■ **CONSIGNE DONNÉE**: Poursuivez, s'il vous plaît, le texte sur l'obéissance à l'autorité et les expériences de Milgram à partir de sa dernière phrase.

Le rapport à l’autorité peut-il nous aider à prendre soin du vivant ?

Le rapport à l’autorité intervient très tôt dans l’éducation. Il reste présent tout au long de la vie dans la mesure où nous vivons dans des systèmes régis par des règles et des lois nécessaires pour structurer le vivre ensemble.
Néanmoins, les expériences de Stanley Milgram ont montré, comment, dans certaines circonstances, l’obéissance peut devenir aveugle comme si la conscience de ce qui se passe ici et maintenant était altérée. Cette altération de la vigilance peut conduite l’être humain à une insensibilité telle qu’il peut poser des actes de négation de la vie, du vivant. Le vivant s’entend ici comme les autres, les animaux, les végétaux, la planète,… ou/et « tout simplement » notre propre énergie de vie.

Les travaux de Milgram

Au début des années 60, Stanley Milgram est interpellé par les processus qui ont pu conduire des personnes à être actrices du système nazi.
Sa question est : « Comment un individu honnête et bienveillant par nature peut-il faire preuve d’une telle cruauté envers un inconnu  ? »

Le dispositif expérimental
L’expérience de S. Milgram

Alors que les personnes pensent contribuer à des recherches sur la mémoire, c’est leur propre comportement que Milgram étudie. Pour cela, le sujet (S) fait mémoriser une série de mots à un élève apprenant (A). A chaque fausse réponse de l’apprenant, le sujet doit lui infliger une décharge électrique croissante pouvant aller jusqu’à 450 volts. Dans le même temps, le sujet doit aussi suivre les directives de l’expérimentateur (E) représentant de l’Université de Yale. Ce dispositif s’intéresse à la réaction du sujet confronté simultanément à la souffrance de l’apprenant qui implore l’arrêt de cette expérience et à l’exigence de l’autorité qui lui dicte que l’expérience doit se poursuivre. Dans les faits l’apprenant est un acteur, il n’y a pas de décharge électrique réelle mais le sujet l’ignore. Une vidéo extraite des enregistrements de Milgram montre ce dispositif ici.
Tous les participants sont ensuite informés de la véritable nature de l’expérience.

■ **LISTE DE DONNÉES**:
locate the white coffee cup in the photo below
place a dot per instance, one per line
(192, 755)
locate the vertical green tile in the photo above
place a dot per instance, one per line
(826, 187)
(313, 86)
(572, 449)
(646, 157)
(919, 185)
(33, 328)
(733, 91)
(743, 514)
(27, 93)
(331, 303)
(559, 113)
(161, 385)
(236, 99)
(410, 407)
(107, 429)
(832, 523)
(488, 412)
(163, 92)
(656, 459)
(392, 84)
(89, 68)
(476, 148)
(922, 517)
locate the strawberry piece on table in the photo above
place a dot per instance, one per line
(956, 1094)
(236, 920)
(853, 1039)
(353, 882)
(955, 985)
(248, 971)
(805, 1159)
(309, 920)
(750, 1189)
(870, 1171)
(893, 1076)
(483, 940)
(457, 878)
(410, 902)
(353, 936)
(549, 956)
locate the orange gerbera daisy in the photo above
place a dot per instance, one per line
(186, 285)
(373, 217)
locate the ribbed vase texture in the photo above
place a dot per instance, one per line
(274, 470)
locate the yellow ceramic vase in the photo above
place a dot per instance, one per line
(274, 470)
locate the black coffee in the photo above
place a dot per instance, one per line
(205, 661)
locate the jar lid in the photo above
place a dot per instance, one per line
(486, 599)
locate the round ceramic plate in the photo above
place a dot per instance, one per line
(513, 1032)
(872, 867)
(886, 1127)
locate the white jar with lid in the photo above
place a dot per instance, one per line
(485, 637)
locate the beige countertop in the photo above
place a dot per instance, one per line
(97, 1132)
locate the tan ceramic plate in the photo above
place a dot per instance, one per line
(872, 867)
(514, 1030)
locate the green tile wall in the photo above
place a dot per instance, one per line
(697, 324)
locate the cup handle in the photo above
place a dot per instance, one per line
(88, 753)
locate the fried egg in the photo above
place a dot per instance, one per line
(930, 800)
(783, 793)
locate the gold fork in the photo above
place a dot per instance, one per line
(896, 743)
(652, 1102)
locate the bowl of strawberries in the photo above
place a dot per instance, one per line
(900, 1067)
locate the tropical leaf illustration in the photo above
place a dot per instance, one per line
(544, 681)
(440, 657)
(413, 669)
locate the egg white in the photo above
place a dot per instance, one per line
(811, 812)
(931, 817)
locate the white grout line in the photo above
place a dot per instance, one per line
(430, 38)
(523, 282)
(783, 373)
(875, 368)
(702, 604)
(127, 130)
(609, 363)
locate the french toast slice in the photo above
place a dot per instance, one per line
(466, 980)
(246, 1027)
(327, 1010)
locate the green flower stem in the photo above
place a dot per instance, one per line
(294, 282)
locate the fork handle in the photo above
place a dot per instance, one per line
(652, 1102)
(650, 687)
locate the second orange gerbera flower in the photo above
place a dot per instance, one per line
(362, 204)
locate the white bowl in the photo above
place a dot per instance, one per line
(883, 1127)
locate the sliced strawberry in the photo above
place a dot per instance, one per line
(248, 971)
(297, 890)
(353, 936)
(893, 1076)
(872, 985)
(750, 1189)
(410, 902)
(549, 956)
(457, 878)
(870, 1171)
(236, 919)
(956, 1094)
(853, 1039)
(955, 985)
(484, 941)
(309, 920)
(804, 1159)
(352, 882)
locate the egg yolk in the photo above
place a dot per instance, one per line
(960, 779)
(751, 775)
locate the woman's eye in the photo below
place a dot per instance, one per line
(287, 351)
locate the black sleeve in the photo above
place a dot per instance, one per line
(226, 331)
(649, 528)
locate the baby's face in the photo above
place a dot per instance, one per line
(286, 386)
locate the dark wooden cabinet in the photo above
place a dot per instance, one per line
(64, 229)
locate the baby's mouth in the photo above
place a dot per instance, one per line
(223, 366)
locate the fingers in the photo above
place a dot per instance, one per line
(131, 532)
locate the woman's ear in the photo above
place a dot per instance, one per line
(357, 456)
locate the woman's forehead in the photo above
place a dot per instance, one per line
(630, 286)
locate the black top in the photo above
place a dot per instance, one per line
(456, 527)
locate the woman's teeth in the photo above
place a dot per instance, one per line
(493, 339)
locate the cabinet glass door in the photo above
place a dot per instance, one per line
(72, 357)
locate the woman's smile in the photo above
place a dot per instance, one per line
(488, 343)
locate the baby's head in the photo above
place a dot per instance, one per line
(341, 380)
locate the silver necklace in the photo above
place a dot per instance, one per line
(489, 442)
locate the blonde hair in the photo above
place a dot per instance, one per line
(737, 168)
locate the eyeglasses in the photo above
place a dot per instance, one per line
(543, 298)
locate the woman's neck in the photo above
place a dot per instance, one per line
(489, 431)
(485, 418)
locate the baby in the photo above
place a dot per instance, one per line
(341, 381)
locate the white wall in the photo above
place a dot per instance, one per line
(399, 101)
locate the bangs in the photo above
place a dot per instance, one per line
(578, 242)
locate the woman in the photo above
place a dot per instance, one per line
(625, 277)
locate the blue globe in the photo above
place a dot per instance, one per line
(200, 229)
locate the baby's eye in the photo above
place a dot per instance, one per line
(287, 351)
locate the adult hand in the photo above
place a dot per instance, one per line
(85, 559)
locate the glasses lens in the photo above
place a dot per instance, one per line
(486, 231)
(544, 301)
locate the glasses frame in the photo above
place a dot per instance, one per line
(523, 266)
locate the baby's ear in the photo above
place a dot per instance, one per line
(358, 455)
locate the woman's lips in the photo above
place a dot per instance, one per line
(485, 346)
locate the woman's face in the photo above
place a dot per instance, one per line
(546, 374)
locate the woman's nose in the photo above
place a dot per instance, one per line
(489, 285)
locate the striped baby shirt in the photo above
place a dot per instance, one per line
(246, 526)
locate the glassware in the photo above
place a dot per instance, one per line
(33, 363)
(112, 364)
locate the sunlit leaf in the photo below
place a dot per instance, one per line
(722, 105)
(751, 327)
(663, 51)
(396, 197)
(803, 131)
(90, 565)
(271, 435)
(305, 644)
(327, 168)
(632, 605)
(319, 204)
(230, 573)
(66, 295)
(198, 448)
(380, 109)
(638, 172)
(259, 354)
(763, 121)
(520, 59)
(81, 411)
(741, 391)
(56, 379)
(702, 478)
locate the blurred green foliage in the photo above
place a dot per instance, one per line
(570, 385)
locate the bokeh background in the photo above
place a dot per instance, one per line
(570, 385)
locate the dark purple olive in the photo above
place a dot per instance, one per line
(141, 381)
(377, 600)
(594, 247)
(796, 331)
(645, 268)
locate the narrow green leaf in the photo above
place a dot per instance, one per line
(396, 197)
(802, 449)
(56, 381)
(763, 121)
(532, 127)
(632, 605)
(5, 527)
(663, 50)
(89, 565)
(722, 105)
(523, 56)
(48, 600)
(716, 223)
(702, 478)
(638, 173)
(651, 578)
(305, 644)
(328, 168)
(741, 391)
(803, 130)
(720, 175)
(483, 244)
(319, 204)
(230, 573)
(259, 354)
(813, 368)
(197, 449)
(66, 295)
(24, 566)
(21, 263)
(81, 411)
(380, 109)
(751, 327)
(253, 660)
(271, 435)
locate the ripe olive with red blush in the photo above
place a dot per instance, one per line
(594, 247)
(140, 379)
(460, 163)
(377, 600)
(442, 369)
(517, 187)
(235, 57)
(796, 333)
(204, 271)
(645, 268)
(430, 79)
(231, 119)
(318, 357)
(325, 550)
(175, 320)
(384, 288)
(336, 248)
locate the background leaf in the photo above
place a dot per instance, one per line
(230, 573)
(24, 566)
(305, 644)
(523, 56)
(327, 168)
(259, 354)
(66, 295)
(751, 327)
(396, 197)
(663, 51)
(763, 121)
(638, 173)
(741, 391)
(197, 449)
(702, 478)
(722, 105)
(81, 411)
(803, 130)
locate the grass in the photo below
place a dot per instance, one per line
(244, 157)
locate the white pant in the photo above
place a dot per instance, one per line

■ **RÉPONSE ATTENDUE**:
Les résultats

Les résultats montrent que 62 % des personnes ayant participé à l’expérience se soumettent à l’autorité, pouvant délivrer des décharges électriques mortelles si elles avaient été réelles. Dans l’analyse des résultats, Milgram évoque comment l’obéissance se met très tôt en place dans l’éducation. En effet, apprendre à un enfant à « dire merci » sous-tend un ordre implicite qui est « obéis-moi ».
Sur le plan de l’observation corporelle, les sujets (S) sont sujets à des réactions significatives : transpiration, tremblements, bégaiements, mouvements et rires nerveux. L’expérience de Milgram a d’ailleurs été vivement critiquée en raison de la détresse qu’elle faisait vivre aux participants.

Comment cette expérience peut-elle aiguiser notre vigilance ?

L’expérience de Milgram peut attirer notre vigilance sous différents angles (la liste n’est pas exhaustive…) :

L’interdépendance organisme/environnement

Cette expérience montre que le comportement d’un individu est influencé par le contexte dans lequel il évolue. Mais quel est, malgré tout, la part de l’individu sur l’influence du milieu : tous les participants n’ont pas obéit.

L’humilité

Les résultats de Milgram surprennent beaucoup. La réponse de chacun face à la demande de l’autorité montre que certaines personnes agissent contre leur conviction. Alors il est bien hasardeux de savoir à l’avance comment chaque être humain peut réagir dans des situations de contraintes similaires.

L’abandon de responsabilité

Considérant l’autorité comme légitime, l’individu passe d’un état autonome/responsable à un état « agentique ». Concrètement, il se comporte en agent d’une volonté extérieure, quitte à agir contre ses convictions, et à en souffrir.

La sensibilité

Les éprouvés corporels des sujets sont signifiants tout comme la souffrance qu’exprime l’apprenant. Quelle importance donner à la sensibilité ? Comment la sensibilité peut-elle alerter des situations de violences ?

L’autorité

L’autorité peut s’incarner dans une personne, un groupe de personnes (famille, entreprise, système éducatif, groupe sociétal…). Mais elle peut être plus insidieuse quand il s’agit de croyances/ représentation du monde…Aussi, dans notre contexte actuel, quelles peuvent être les représentations et croyances à revoir pour prendre soin du vivant ?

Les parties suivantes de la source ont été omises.